◆ **EXTRAIT FOURNI**:
Il n’y a pas d’autre puissance moyenne par le nombre qui comme nous, et il faut d’abord en rendre grâce au Général de Gaulle, ait été capable de construire une capacité scientifique, des stratégies technologiques, des démarches industrielles telles que nous existons au premier rang dans l’univers du spatial, en produisant des lanceurs et des satellites qui se déploient sur la planète ; dans l’univers de l’aviation, avec les meilleurs avions du monde ; dans l’univers civil et dans l’univers de la défense, avec les meilleurs hélicoptères du monde et des sous-marins nucléaires, je le dis avec fierté, avec la fierté régionale que je n’abdique pas ; dans le transport avec de très bonnes automobiles même si le cap des mutations est difficile à passer notamment en raison des concurrences abusives ; une présence reconnue sur toute la planète dans le domaine des mathématiques, de l’Intelligence artificielle, de la physique, de la chimie, de la pharmacie, de la génétique, de l’agronomie, de l’algorithmique, de la robotique. Et ce déploiement au sommet de la pyramide de l’œuvre humaine, ce ne sont pas des réussites du passé, ce sont des réussites actuelles et qui ont tout pour se déployer dans l’avenir.
Il n’est pas de Nation de taille comparable qui puisse revendiquer des réussites aussi impressionnantes. Et ces dernières années, depuis 2017, grâce à l’obstination du Président de la République, grâce à une politique appuyée sur des évènements comme Choose France et des actions puissantes comme France 2030, ces aptitudes se sont encore développées.

◆ **CONSIGNE**:
Répondez aux questions suivantes à partir de l'extrait fourni ci-dessus.
1. À qui faut-il d'abord rendre grâce, selon l'extrait ?
2. Quelles productions sont citées pour l'univers du spatial ?
3. Depuis quelle année ces aptitudes se sont-elles encore développées ?

◆ **DONNÉES FOURNIES**:
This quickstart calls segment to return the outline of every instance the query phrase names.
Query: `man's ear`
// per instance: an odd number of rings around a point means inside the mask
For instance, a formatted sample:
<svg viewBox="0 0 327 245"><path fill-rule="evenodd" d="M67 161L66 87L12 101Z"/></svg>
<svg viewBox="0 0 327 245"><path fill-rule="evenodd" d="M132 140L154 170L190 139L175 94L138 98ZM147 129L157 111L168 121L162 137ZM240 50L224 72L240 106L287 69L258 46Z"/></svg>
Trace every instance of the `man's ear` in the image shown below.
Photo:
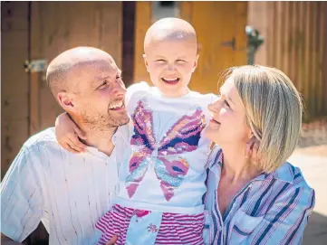
<svg viewBox="0 0 327 245"><path fill-rule="evenodd" d="M197 67L197 61L198 61L198 57L199 57L199 54L197 54L197 58L196 60L194 61L194 63L193 63L193 71L192 72L194 72Z"/></svg>
<svg viewBox="0 0 327 245"><path fill-rule="evenodd" d="M145 67L147 68L147 71L149 72L149 70L148 70L149 63L148 63L147 55L145 53L143 54L143 59L144 59Z"/></svg>
<svg viewBox="0 0 327 245"><path fill-rule="evenodd" d="M73 97L71 93L61 91L57 94L57 100L60 106L66 111L74 110Z"/></svg>

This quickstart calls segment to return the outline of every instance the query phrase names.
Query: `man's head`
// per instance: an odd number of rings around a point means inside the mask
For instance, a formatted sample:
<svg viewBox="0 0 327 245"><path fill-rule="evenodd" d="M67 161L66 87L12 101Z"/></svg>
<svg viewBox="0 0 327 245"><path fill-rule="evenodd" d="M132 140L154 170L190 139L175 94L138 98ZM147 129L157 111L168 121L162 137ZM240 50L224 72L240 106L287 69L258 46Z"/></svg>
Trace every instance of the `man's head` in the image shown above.
<svg viewBox="0 0 327 245"><path fill-rule="evenodd" d="M107 52L91 47L68 50L51 61L46 80L77 124L106 130L129 122L121 71Z"/></svg>
<svg viewBox="0 0 327 245"><path fill-rule="evenodd" d="M196 31L188 22L164 18L152 24L144 40L144 61L153 84L168 97L188 93L197 65Z"/></svg>

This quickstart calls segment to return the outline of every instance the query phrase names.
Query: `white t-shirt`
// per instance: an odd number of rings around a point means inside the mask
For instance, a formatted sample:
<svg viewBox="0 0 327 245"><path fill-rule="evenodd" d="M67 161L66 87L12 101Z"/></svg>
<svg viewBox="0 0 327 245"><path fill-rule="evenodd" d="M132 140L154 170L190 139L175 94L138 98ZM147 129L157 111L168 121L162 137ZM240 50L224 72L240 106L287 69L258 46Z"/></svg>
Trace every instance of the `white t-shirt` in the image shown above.
<svg viewBox="0 0 327 245"><path fill-rule="evenodd" d="M113 137L111 156L94 147L64 150L53 127L29 138L1 183L1 232L22 242L42 221L50 244L95 244L94 224L111 205L126 128Z"/></svg>
<svg viewBox="0 0 327 245"><path fill-rule="evenodd" d="M128 89L131 152L120 168L116 203L169 212L202 205L210 147L202 133L216 98L194 91L168 98L146 82Z"/></svg>

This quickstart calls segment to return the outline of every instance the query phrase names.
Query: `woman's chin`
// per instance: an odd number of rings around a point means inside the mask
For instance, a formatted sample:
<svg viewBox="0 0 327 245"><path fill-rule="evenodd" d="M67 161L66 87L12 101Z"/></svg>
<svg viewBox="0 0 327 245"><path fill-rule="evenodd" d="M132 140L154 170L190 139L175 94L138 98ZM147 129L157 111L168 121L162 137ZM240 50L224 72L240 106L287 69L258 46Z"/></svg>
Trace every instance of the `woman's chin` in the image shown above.
<svg viewBox="0 0 327 245"><path fill-rule="evenodd" d="M207 126L203 131L205 137L216 143L215 139L216 139L217 135L216 129L213 129L210 126Z"/></svg>

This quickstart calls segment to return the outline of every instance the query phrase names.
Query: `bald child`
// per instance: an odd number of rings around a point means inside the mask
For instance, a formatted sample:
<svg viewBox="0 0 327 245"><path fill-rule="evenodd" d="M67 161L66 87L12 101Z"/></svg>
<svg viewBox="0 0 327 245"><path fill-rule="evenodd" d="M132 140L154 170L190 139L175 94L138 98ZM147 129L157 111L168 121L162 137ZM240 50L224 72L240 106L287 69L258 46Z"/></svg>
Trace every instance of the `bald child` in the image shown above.
<svg viewBox="0 0 327 245"><path fill-rule="evenodd" d="M96 224L100 244L114 235L116 244L204 243L210 141L202 130L216 97L188 89L197 43L194 28L177 18L161 19L146 33L143 57L154 87L139 82L128 89L130 148L121 153L114 205ZM59 142L74 147L67 136L75 126L65 116L59 119Z"/></svg>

◆ **CORRIGÉ**:
1. Au Général de Gaulle.
2. Des lanceurs et des satellites.
3. Depuis 2017.